» Problem details: Only the lines from the start of the data through the line with "TASK = locate one point per instance of the jeans" belong in the copy. Restate them word for word, minus the pictures.

*** Supplied material ***

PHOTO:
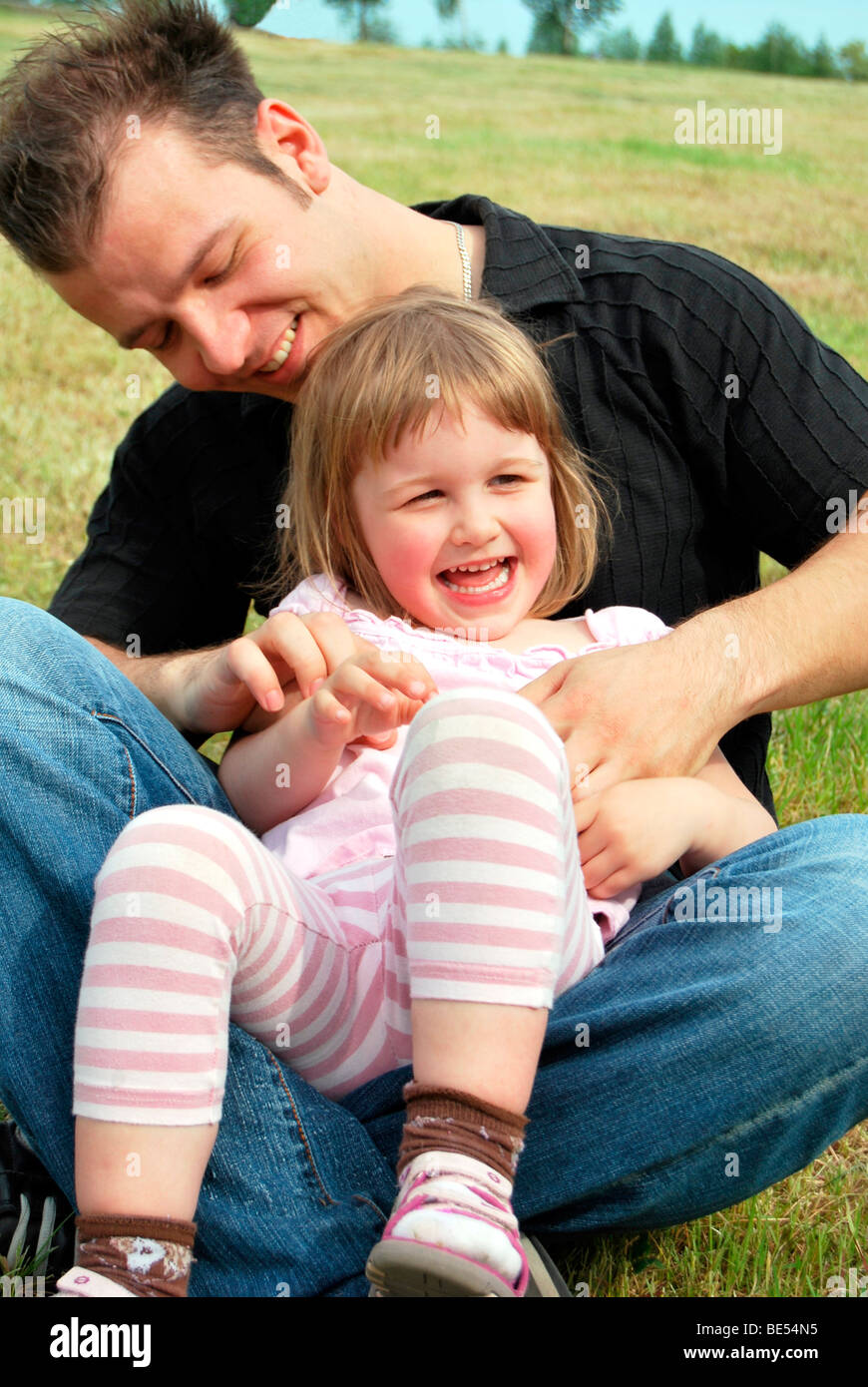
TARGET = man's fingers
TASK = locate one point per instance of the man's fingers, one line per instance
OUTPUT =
(248, 664)
(352, 682)
(292, 651)
(395, 672)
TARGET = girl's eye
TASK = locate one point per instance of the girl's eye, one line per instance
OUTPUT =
(220, 274)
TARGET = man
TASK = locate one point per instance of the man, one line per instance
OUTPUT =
(146, 178)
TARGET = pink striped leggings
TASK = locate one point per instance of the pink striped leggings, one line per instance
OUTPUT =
(196, 924)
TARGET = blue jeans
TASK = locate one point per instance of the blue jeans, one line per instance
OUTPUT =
(703, 1060)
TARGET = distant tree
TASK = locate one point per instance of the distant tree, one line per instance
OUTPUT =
(707, 49)
(370, 28)
(824, 64)
(558, 22)
(247, 13)
(854, 61)
(664, 46)
(448, 10)
(620, 46)
(778, 50)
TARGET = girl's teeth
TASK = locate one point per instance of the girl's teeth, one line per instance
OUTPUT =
(283, 351)
(502, 577)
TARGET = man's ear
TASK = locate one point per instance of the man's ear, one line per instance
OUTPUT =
(283, 134)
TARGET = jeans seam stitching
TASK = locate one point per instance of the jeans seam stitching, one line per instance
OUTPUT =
(302, 1134)
(113, 717)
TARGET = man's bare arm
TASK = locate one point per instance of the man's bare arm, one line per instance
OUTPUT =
(660, 707)
(159, 678)
(219, 687)
(801, 637)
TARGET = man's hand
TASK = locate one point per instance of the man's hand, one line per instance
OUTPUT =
(640, 710)
(247, 682)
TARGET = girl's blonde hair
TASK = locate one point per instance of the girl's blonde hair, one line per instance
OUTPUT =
(381, 373)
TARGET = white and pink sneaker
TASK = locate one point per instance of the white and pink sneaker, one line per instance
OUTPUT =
(451, 1233)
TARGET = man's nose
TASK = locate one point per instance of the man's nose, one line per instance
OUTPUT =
(220, 338)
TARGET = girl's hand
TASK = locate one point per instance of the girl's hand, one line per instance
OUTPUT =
(367, 697)
(636, 829)
(287, 658)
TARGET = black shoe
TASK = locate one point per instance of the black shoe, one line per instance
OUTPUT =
(36, 1219)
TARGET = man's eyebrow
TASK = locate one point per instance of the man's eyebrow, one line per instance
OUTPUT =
(191, 267)
(495, 466)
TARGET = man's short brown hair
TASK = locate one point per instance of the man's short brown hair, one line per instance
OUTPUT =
(70, 103)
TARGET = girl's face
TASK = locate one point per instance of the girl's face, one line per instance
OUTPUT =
(476, 497)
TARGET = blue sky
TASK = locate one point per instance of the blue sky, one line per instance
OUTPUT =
(738, 20)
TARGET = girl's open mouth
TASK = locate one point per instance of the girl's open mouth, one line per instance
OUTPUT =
(486, 582)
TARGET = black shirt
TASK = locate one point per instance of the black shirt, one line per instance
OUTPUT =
(717, 425)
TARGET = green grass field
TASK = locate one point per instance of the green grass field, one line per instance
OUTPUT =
(573, 143)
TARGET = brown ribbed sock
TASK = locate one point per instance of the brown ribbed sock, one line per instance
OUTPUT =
(148, 1255)
(447, 1120)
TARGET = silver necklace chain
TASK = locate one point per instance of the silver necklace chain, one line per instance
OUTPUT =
(462, 251)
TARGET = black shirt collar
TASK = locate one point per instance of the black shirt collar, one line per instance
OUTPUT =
(523, 265)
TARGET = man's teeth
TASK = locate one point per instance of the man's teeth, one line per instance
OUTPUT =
(498, 582)
(284, 348)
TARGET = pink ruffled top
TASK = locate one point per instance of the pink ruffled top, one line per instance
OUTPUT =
(351, 817)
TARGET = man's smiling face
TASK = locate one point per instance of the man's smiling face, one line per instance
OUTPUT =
(211, 266)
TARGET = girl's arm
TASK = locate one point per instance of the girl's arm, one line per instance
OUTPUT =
(632, 831)
(272, 774)
(726, 824)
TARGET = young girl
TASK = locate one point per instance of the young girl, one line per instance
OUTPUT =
(408, 886)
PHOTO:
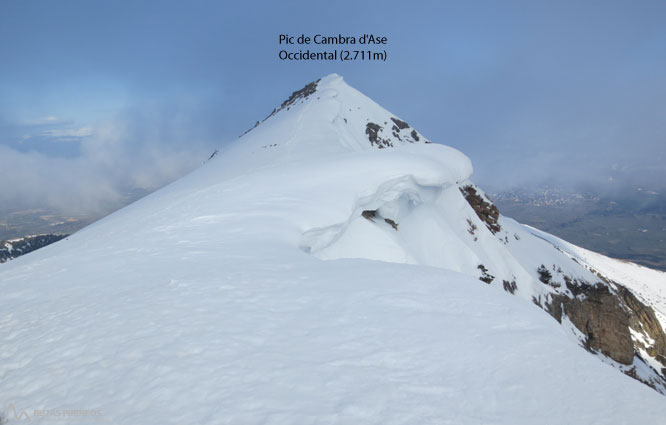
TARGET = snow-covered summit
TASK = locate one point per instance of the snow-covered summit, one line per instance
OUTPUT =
(322, 269)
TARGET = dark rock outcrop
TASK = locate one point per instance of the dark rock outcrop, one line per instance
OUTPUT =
(483, 208)
(604, 313)
(13, 248)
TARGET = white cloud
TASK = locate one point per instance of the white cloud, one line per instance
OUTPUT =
(69, 133)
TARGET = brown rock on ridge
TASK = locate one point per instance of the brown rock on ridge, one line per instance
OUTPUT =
(484, 209)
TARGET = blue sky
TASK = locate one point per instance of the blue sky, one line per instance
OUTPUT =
(97, 96)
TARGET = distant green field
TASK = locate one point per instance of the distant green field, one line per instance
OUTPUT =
(631, 235)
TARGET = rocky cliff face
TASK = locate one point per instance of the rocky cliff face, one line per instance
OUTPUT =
(612, 322)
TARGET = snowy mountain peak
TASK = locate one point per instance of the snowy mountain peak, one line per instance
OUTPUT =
(213, 299)
(352, 119)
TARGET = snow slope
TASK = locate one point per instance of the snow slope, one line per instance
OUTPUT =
(249, 292)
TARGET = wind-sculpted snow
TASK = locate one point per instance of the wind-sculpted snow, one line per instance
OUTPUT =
(208, 301)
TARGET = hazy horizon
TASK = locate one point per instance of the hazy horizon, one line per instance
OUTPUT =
(97, 99)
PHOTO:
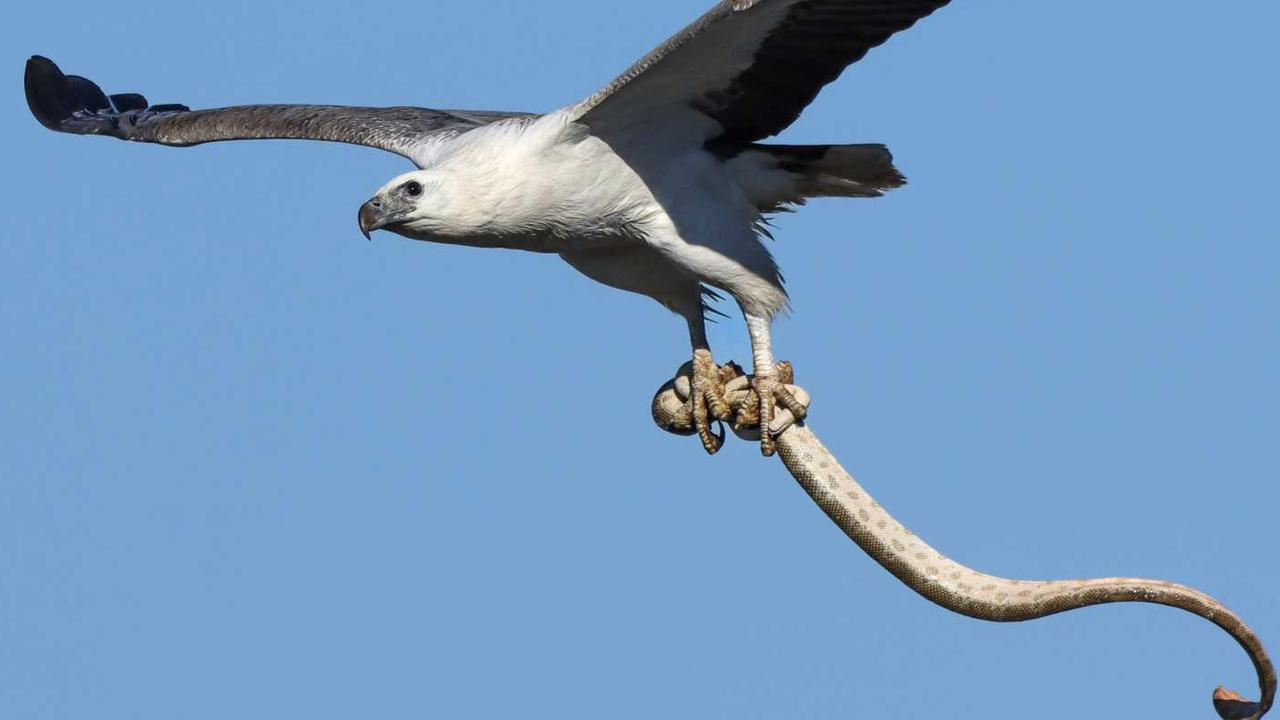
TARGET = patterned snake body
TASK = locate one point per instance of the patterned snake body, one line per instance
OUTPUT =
(967, 591)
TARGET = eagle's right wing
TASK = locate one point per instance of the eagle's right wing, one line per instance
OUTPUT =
(73, 104)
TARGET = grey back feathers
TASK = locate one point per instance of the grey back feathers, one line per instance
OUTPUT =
(77, 105)
(753, 65)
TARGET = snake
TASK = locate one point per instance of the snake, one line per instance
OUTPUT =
(951, 584)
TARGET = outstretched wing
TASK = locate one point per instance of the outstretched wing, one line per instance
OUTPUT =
(752, 65)
(73, 104)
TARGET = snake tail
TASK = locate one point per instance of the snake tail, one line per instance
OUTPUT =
(988, 597)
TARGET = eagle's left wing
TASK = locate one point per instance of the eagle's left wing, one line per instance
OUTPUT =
(77, 105)
(749, 67)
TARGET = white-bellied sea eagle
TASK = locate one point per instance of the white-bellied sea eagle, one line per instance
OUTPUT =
(658, 183)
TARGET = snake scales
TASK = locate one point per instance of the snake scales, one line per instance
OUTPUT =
(946, 582)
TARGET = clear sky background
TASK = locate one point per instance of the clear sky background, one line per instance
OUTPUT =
(255, 466)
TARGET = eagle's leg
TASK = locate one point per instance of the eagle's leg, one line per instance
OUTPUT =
(707, 390)
(768, 381)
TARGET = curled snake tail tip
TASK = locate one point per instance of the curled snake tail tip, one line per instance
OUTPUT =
(1232, 706)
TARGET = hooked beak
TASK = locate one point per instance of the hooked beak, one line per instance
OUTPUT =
(373, 215)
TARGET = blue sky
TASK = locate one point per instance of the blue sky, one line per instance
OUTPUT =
(255, 466)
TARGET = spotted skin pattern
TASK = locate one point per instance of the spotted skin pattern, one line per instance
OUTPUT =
(964, 589)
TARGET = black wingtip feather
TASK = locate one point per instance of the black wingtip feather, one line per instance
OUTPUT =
(56, 99)
(49, 94)
(88, 94)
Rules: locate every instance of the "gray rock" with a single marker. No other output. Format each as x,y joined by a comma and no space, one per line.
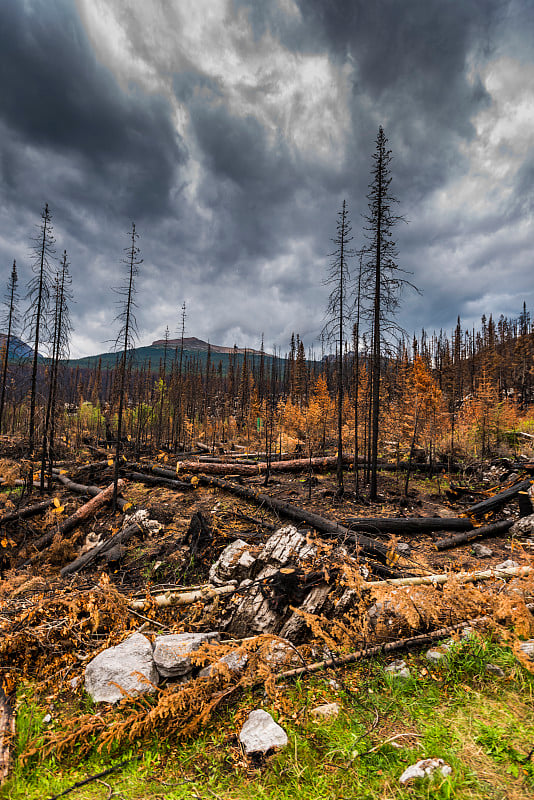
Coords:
508,564
495,670
234,563
523,526
129,665
481,551
326,711
425,768
172,653
435,656
234,661
285,546
528,648
398,669
260,733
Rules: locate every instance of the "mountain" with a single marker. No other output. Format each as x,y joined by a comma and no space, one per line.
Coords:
155,353
191,343
18,350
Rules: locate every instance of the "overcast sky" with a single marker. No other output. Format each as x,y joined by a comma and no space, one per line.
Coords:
231,131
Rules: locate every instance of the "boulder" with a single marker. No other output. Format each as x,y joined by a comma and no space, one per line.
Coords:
172,653
425,768
260,733
234,563
326,711
128,667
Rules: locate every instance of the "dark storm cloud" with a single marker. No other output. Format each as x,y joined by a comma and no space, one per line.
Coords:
58,98
234,165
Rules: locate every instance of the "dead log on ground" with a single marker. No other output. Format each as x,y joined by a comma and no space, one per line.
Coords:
85,511
7,730
484,532
325,526
29,511
498,500
87,558
408,525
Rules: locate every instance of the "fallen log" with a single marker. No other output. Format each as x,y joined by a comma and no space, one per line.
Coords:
498,500
29,511
119,538
104,496
387,647
7,730
325,526
408,525
155,480
206,593
484,532
462,577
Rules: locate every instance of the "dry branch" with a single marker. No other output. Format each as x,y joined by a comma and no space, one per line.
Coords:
484,532
325,526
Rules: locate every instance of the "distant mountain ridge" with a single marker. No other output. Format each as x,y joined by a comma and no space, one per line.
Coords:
192,343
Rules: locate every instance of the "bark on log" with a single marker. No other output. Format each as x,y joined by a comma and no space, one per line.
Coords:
103,496
484,532
154,480
29,511
498,500
87,558
325,526
408,525
7,731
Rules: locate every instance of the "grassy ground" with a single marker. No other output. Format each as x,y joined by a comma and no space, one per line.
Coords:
481,724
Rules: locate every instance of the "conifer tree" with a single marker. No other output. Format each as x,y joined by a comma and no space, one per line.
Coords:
126,336
10,322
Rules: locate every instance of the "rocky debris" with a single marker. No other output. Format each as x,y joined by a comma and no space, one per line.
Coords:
425,768
508,564
435,656
128,667
326,711
523,526
141,518
261,733
481,551
172,653
527,648
234,661
234,563
295,627
398,669
286,546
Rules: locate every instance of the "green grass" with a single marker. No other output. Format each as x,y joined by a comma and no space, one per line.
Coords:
480,724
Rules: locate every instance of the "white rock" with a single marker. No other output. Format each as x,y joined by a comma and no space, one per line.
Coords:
528,648
481,551
523,526
172,653
141,518
424,768
326,711
509,564
435,656
285,545
234,661
398,669
234,563
129,665
260,733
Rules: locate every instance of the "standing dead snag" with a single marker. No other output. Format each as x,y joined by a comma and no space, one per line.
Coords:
125,336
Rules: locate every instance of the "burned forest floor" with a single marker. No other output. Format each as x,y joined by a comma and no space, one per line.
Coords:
409,618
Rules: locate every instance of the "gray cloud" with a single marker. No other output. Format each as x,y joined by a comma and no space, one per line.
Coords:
231,131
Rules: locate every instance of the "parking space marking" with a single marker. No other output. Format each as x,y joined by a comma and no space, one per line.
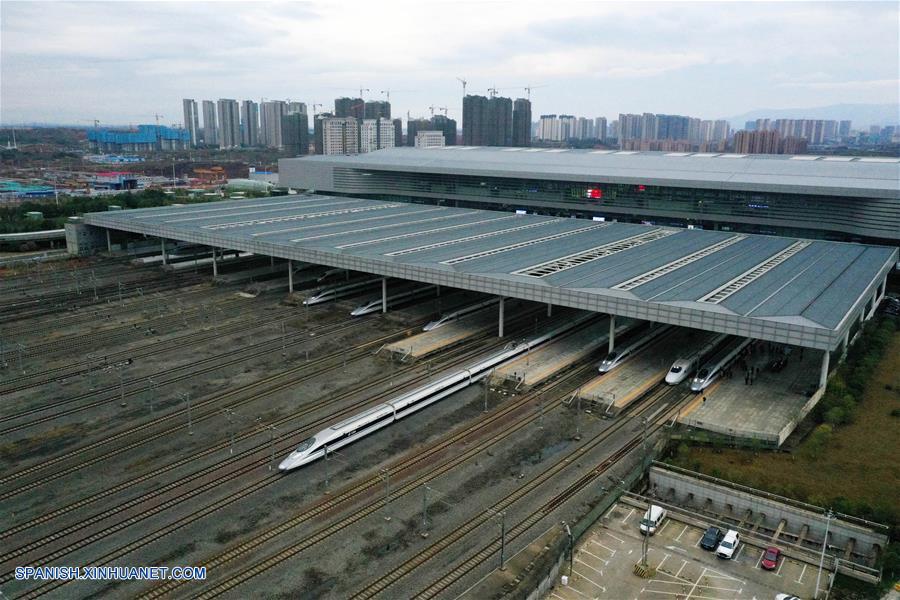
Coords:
610,550
598,571
666,524
590,580
778,572
603,560
618,539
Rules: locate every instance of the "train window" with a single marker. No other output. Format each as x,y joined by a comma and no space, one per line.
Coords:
305,445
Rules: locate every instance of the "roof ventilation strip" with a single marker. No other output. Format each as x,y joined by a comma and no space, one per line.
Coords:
526,243
573,260
717,296
677,264
424,232
329,213
471,238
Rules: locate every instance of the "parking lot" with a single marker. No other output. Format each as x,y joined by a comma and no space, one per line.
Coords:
605,557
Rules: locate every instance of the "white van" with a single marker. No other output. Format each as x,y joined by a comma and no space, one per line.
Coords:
728,544
653,518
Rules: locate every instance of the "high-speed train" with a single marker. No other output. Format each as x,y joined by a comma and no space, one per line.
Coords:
458,314
360,425
683,367
710,371
617,357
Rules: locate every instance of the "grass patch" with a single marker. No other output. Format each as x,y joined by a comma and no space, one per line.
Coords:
55,439
853,469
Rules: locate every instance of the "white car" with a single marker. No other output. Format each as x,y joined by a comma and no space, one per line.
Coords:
729,544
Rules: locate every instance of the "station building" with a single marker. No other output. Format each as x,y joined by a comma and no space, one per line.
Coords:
838,198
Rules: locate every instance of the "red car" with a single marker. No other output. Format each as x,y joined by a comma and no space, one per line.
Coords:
770,559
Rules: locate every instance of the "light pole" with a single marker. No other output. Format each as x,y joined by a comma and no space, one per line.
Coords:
828,516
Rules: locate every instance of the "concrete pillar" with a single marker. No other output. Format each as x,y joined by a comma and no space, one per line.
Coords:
612,332
290,277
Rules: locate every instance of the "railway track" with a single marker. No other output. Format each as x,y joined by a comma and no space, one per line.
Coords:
84,367
520,408
237,474
533,517
196,417
172,375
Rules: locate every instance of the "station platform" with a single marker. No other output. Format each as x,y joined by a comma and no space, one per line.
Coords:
548,360
621,386
429,342
770,408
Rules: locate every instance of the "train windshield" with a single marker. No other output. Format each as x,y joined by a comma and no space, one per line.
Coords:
305,445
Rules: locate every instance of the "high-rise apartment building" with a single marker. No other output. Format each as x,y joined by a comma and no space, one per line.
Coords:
757,142
398,132
210,135
378,109
349,107
447,126
228,115
414,126
600,128
521,122
375,134
295,133
475,119
429,139
844,130
249,123
337,135
499,125
191,120
270,123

*** End of Supplied material ***

» Final answer:
PHOTO:
TARGET = man's fingers
TASK = locate one point per instance of the man's fingers, one line per instance
OUTPUT =
(248, 664)
(352, 682)
(292, 651)
(395, 672)
TARGET = girl's eye
TASK = locate one point per instance of the girl's eye, one line per instance
OUTPUT =
(220, 274)
TARGET = man
TASK = locate one point per instance of the man, one line per instance
OUTPUT =
(146, 178)
TARGET = pink striped leggings
TASK = locate one point per instance of the pink striped leggings, one line per instance
OUTPUT =
(196, 924)
TARGET = blue jeans
TASK = locate one point per instance of the blue jeans, one line per instance
OUTPUT =
(703, 1060)
TARGET = distant tree
TASK = locate one point per instance of the distant tree, one line per instance
OUTPUT =
(707, 49)
(370, 28)
(824, 64)
(558, 22)
(247, 13)
(854, 61)
(664, 46)
(448, 10)
(620, 46)
(778, 50)
TARGET = girl's teeth
TASK = locate one point per instance of the girl's teeth, one line per instance
OUTPUT =
(283, 351)
(502, 577)
TARGET = man's ear
TASK = locate one point per instance of the man's ear, one line per instance
OUTPUT =
(283, 134)
TARGET = jeans seam stitching
TASK = locate one point per instance of the jeans seam stitching, one line per instance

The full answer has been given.